A study found although nightmare severity did not correlate with next-day suicidal ideation severity, there was a strong positive relationship between suicide severity on any given day and the severity of suicidal ideation the following day. The data was presented at SLEEP 2024, the 38th annual meeting of the Associated Professional Sleep Societies, in Houston, Texas.1

Nightmares are considered a significant risk factor for suicidal ideation. Studies suggests nightmare severity is a significant predictor for suicidal ideation severity, but the discovered short-term relationships needed further research.

A 2017 study found both frequent and occasional nightmares increased the suicide risk, but the effect size of the association was not large. The finding suggested a dose dependent risk where an increase in nightmare frequency increases the risk for suicide.2

According to the Centers for Disease Control and Prevention, suicide is the leading cause of death.3 An estimation of 12.3 million US adults experienced suicidal ideation in 2021. Risk factors for suicide include previous suicide attempts, feelings of hopelessness or worthlessness, social isolation, agitation, experiencing stressful life events, substance use problems, suicidal thoughts with access to firearms in the home, underlying psychiatric disorders, a family history of mental disorders, medical conditions linked to depression and suicidal thinking, and being a part of the LGBTQ community in an unsupportive family or environment.4

The more recent study presented at SLEEP 2024, led by Sage Robins, from the department of psychology at Brigham Young University, sought to determine the daily relationship and directionality between nightmare severity and suicidal ideation severity.1

They recruited 26 participants, 8 male and 18 female (aged 19 – 38 years) who reported being suicidal. Over a period of 10 – 21 days, participants completed a sleep survey every morning and night regarding their suicidal questions and nightmare experiences.

* * *

Tasks to perform -
[a] According to the article on nightmares and suicidal ideation, how many participants were recruited for the study presented at SLEEP 2024?
[b] Continue the article on nightmares and suicidal ideation, starting after its last sentence.

Data to examine -
* * *

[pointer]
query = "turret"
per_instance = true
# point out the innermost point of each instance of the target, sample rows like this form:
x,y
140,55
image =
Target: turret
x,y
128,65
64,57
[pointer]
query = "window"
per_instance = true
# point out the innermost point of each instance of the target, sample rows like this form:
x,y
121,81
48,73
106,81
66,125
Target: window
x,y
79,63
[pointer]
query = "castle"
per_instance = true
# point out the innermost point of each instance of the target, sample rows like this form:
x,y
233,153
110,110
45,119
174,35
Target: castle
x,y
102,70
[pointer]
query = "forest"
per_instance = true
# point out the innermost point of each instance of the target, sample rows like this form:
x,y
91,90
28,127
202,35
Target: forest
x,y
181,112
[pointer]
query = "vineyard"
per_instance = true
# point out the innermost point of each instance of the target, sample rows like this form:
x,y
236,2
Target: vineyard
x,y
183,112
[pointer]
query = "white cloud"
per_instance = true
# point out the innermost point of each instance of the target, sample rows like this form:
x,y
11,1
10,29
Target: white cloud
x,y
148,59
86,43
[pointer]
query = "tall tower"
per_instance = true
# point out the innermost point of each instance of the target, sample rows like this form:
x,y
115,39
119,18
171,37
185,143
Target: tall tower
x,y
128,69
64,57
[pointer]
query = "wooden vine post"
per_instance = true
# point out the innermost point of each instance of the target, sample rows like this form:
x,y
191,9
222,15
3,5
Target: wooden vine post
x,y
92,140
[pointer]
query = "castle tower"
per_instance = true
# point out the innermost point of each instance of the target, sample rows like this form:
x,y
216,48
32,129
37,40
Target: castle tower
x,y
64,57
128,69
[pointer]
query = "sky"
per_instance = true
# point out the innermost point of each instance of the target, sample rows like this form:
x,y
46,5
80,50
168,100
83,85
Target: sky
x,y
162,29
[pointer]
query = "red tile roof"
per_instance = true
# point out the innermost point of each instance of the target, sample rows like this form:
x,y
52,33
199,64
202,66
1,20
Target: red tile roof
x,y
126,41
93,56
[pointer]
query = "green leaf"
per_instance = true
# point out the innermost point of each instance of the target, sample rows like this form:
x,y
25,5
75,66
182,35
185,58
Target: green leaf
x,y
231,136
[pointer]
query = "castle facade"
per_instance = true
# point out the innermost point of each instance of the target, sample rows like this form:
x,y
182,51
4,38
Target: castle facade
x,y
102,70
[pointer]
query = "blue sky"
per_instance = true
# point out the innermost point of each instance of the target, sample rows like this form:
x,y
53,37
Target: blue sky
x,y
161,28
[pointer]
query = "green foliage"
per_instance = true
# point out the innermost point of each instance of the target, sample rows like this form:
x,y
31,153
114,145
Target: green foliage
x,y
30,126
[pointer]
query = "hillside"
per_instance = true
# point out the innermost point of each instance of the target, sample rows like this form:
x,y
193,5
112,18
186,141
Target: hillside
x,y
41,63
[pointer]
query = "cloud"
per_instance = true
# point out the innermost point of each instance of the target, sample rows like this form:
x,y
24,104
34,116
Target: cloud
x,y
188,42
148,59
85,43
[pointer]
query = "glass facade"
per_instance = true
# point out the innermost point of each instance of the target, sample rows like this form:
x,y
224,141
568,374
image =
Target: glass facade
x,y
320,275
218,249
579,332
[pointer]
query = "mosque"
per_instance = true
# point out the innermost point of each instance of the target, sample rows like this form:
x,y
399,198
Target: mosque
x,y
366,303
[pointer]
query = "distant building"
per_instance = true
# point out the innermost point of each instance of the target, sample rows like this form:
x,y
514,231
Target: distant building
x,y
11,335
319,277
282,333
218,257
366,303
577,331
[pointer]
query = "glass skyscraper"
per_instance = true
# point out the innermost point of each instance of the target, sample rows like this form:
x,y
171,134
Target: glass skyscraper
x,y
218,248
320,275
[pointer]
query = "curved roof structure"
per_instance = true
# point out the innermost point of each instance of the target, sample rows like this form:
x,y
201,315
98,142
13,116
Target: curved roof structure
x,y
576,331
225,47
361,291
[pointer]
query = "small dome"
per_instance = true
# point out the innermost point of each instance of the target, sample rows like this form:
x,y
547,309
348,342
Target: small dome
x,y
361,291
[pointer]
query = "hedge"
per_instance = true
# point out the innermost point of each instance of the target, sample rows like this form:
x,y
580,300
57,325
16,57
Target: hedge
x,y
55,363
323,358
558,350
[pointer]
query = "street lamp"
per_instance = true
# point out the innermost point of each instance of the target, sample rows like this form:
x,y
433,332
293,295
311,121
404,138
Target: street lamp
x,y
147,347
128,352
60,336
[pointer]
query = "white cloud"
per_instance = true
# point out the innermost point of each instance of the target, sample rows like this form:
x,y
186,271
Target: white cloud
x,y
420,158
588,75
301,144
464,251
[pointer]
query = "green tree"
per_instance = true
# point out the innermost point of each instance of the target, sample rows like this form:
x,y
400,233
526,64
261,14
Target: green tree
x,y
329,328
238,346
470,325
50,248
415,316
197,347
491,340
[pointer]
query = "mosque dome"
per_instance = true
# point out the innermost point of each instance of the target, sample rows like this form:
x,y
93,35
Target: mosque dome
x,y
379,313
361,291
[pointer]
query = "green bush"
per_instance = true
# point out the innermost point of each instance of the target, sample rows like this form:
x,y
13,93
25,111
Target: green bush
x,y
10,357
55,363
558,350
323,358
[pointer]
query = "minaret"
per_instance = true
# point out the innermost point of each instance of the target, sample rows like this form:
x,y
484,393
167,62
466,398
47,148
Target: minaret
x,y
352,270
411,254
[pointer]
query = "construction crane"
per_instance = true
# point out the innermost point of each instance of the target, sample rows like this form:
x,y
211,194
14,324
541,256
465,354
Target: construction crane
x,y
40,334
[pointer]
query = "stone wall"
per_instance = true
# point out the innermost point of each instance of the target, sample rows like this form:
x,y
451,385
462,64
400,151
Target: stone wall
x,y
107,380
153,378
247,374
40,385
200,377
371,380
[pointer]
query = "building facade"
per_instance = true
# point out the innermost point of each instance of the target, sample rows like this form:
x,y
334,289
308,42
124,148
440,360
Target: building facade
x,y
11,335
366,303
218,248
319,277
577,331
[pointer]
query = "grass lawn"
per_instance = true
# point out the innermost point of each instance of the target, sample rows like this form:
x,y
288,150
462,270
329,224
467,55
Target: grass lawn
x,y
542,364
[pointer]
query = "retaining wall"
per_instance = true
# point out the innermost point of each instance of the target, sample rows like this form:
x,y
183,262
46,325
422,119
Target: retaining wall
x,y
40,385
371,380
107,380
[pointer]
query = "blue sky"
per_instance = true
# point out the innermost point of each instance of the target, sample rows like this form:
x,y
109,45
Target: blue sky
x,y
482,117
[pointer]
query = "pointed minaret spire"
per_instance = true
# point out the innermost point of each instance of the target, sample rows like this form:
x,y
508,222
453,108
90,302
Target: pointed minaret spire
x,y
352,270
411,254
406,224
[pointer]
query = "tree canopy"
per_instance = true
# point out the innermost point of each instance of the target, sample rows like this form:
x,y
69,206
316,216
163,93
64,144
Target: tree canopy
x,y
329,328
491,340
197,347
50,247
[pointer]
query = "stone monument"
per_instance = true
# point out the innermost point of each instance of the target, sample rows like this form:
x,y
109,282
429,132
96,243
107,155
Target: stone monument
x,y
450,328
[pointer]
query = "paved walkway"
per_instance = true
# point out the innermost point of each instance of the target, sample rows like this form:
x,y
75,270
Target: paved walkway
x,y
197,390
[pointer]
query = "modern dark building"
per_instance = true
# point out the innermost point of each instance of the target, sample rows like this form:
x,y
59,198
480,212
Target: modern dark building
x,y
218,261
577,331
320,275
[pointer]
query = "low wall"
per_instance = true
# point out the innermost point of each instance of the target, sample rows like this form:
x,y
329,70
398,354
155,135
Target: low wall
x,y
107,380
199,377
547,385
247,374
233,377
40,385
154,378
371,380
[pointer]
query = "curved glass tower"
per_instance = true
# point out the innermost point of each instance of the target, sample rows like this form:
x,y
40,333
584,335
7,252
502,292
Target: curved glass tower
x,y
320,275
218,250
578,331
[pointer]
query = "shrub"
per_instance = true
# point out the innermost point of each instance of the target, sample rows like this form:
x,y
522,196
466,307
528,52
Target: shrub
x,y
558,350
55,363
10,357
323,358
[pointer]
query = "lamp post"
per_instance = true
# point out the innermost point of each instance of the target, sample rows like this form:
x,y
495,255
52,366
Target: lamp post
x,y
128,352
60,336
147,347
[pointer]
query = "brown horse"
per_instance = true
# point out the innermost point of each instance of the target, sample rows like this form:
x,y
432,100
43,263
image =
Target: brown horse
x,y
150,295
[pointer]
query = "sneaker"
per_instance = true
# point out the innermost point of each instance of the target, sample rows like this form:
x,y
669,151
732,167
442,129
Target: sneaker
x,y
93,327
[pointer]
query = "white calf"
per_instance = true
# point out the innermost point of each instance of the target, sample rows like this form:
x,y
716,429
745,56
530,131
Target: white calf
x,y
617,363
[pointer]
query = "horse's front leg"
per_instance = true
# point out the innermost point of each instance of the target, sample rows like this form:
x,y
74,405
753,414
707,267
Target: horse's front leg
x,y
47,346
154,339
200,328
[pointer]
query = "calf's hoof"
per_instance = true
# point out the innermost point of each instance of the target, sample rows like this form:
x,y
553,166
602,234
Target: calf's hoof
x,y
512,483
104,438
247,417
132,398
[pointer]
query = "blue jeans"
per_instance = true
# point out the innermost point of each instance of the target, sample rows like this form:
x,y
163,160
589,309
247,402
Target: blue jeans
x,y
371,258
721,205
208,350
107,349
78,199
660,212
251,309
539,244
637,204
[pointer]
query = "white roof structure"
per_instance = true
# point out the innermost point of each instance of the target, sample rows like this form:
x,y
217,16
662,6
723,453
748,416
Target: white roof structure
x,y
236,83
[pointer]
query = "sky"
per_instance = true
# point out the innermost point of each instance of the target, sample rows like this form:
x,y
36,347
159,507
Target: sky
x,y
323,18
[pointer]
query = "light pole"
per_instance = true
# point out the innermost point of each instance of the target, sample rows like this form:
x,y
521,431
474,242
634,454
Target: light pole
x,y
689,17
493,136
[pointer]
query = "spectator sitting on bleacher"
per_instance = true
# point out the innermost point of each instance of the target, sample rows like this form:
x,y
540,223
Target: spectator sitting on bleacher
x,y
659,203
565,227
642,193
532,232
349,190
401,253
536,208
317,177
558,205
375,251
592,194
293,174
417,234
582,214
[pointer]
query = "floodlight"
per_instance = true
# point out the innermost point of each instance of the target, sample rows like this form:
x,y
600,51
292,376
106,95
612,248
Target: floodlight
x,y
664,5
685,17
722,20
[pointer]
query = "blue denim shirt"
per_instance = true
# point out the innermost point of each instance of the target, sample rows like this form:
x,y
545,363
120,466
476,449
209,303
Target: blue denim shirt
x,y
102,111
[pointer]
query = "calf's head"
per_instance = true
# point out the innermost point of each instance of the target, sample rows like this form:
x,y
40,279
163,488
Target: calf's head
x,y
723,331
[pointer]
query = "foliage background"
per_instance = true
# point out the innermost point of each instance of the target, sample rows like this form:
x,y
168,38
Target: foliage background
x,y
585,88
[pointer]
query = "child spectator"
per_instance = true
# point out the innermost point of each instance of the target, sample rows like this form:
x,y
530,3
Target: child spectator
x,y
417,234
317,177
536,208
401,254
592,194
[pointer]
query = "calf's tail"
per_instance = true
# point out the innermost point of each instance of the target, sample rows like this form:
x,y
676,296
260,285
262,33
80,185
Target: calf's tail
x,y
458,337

* * *

Answers to the exercise -
[a] 26 participants: 8 male and 18 female.

[b]
In the morning, participants filled out a sleep diary, answering questions about their nightmare severity the previous night. At night, they would complete a survey about the severity of suicidal ideation they experienced that day.

Investigators analyzed the survey responses with a 2-level cross-lagged panel model using Bayesian methods.They estimated the cross-lag effects of nightmare dream severity and suicidal ideation severity without adjusting for covariates.

The team observed suicide severity on any day predicted the suicide severity of the next day (P = .008). However, nightmare severity did not predict suicide severity or next-day suicide severity (P = .440). Additionally, nightmares did not predict nightmares the following day (P = .067).

“Previous studies have found nightmares to be a strong predictor of suicidality over months and years, suggesting that this relationship may only be found within long-term considerations,” investigators concluded. “More research may be necessary to fully understand the relationship between nightmares and suicidality.”


  1. Robins, S, Larson, A, Kay, D. Suicide and Nightmares: Understanding Predictive Factors of Suicidality. Abstract presented at SLEEP 2024. Houston, TX. June 1-5, 2024.
  2. Sandman N, Valli K, Kronholm E, Vartiainen E, Laatikainen T, Paunio T. Nightmares as predictors of suicide: an extension study including war veterans. Sci Rep. 2017;7:44756. Published 2017 Mar 15. doi:10.1038/srep44756
  3. Facts About Suicide. Centers for Disease Control & Prevention. Accessed June 1, 2024.
  4. Suicide and Suicidal Thoughts. Mayo Clinic. Accessed June 1, 2024.